* [WHAT NEEDS TO BE DONE]: In the No-Fly List ruling text, please say how many of the plaintiffs were veterans of the U.S. Armed Forces.

* [TEXT EXCERPT]:
On June 24, a federal judge struck a blow against the No-Fly List, which the Department of Homeland Security has been administering since shortly after 9/11. There are more than 20,000 people on the No-Fly List.
In a case brought by 13 U.S. citizens who were denied boarding after January 1, 2009, U.S. District Judge Anna Brown ruled that the government had violated their Fifth Amendment rights to due process. Four of the plaintiffs were veterans of the U.S. Armed Forces.
The judge ruled that the plaintiffs were not given an adequate opportunity to challenge their placement on the No-Fly List.
“At no point during the judicial-review process,” the judge wrote, “does the government provide the petitioner with confirmation as to whether the petitioner is on the No Fly List, set out the reasons for including petitioner’s name on the List, or identify any information or evidence relied on to maintain the petitioner’s name on the List.”
The judge added that someone who is put on the list “does not have an opportunity to contest or knowingly to offer corrections to the record on which any such determination may be based.”
As she bluntly put it: “Without proper notice and an opportunity to be heard, an individual could be doomed to indefinite placement on the No-Fly list.”
The plaintiffs in this case, she wrote, “have suffered significantly, including long-term separation from spouses and children; the inability to access desired medical and prenatal care; the inability to pursue an education of their choosing; the inability to participate in important religious rites; loss of employment opportunities; loss of government entitlements; the inability to visit family; and the inability to attend important personal and family events, such as graduations, weddings, and funerals.”

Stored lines

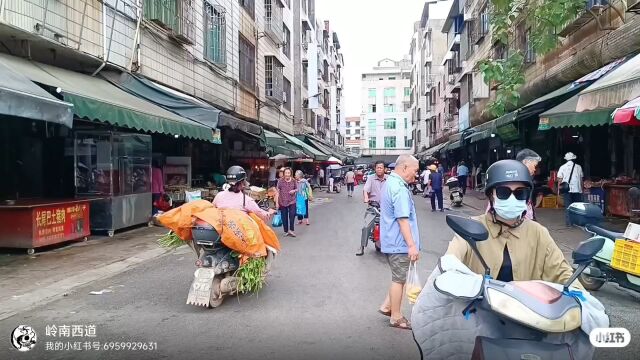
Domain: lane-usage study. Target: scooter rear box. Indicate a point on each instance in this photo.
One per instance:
(582, 214)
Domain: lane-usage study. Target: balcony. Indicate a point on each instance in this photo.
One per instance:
(593, 9)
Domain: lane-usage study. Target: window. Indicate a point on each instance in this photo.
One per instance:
(305, 74)
(286, 47)
(215, 34)
(389, 142)
(390, 92)
(249, 6)
(389, 124)
(287, 93)
(273, 20)
(273, 87)
(247, 61)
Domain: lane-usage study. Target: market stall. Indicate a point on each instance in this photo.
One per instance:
(30, 224)
(114, 171)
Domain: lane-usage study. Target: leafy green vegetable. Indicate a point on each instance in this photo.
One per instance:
(171, 241)
(251, 275)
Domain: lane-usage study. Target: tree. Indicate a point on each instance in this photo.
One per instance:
(543, 18)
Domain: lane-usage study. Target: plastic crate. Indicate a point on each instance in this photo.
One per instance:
(626, 257)
(549, 202)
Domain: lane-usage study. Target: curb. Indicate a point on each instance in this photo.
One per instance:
(55, 291)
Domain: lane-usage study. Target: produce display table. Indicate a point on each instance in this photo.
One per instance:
(29, 224)
(617, 199)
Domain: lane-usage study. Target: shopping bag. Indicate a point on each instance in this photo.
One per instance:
(413, 286)
(301, 206)
(277, 220)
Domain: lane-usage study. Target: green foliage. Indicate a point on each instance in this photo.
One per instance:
(544, 18)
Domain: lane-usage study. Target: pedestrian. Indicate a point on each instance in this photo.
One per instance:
(304, 190)
(436, 183)
(350, 179)
(157, 184)
(373, 187)
(273, 181)
(321, 176)
(425, 181)
(400, 240)
(463, 174)
(570, 174)
(287, 189)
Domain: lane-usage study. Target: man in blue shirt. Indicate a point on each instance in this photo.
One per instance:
(463, 174)
(400, 239)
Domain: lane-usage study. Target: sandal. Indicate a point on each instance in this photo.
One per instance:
(401, 323)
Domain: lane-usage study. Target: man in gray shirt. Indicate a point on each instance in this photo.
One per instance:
(373, 186)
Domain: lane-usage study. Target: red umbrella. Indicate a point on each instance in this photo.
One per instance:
(629, 114)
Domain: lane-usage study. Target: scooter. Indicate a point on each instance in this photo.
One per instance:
(371, 229)
(600, 270)
(455, 193)
(214, 277)
(527, 311)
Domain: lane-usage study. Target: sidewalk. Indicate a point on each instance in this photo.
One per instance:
(30, 280)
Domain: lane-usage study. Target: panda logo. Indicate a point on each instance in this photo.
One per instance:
(24, 338)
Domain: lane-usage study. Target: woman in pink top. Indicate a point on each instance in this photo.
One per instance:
(235, 198)
(287, 190)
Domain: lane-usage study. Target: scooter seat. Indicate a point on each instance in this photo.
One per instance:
(604, 232)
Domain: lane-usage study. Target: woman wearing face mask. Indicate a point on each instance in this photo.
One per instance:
(517, 248)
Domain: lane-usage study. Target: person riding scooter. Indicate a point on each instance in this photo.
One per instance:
(235, 198)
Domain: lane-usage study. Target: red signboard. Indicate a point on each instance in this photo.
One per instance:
(61, 222)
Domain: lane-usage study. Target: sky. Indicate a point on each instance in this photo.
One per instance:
(369, 30)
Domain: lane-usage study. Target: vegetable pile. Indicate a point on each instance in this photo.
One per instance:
(171, 241)
(251, 275)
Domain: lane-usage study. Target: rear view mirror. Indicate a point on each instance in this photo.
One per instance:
(587, 250)
(468, 229)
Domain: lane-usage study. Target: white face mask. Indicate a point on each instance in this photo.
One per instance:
(510, 209)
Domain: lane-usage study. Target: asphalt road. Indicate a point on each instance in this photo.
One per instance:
(320, 303)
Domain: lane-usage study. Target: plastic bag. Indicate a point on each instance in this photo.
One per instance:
(301, 206)
(413, 286)
(277, 220)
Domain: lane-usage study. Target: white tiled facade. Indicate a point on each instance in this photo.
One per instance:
(387, 88)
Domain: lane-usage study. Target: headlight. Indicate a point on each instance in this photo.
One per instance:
(514, 309)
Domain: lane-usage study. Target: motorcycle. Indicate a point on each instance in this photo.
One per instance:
(600, 270)
(371, 230)
(455, 192)
(215, 267)
(518, 319)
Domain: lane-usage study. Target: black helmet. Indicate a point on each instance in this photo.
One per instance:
(505, 171)
(235, 174)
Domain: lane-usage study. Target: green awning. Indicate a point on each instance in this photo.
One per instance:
(20, 97)
(308, 149)
(565, 115)
(96, 99)
(277, 144)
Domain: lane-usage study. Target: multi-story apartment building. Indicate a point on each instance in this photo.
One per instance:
(245, 57)
(428, 49)
(329, 117)
(353, 135)
(386, 109)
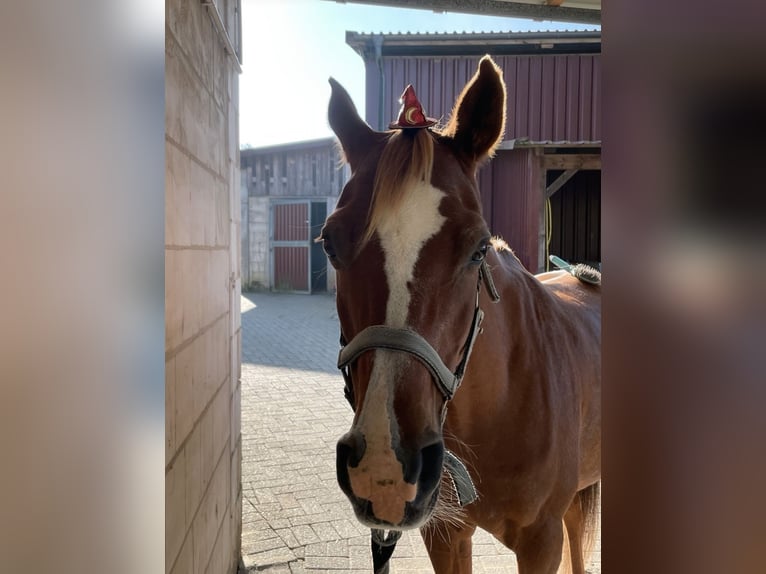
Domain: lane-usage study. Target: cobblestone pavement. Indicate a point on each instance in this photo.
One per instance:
(295, 519)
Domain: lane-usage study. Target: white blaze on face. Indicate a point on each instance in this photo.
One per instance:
(379, 475)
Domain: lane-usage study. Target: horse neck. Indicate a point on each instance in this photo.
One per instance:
(521, 312)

* [REPLY]: Four of the plaintiffs were veterans of the U.S. Armed Forces.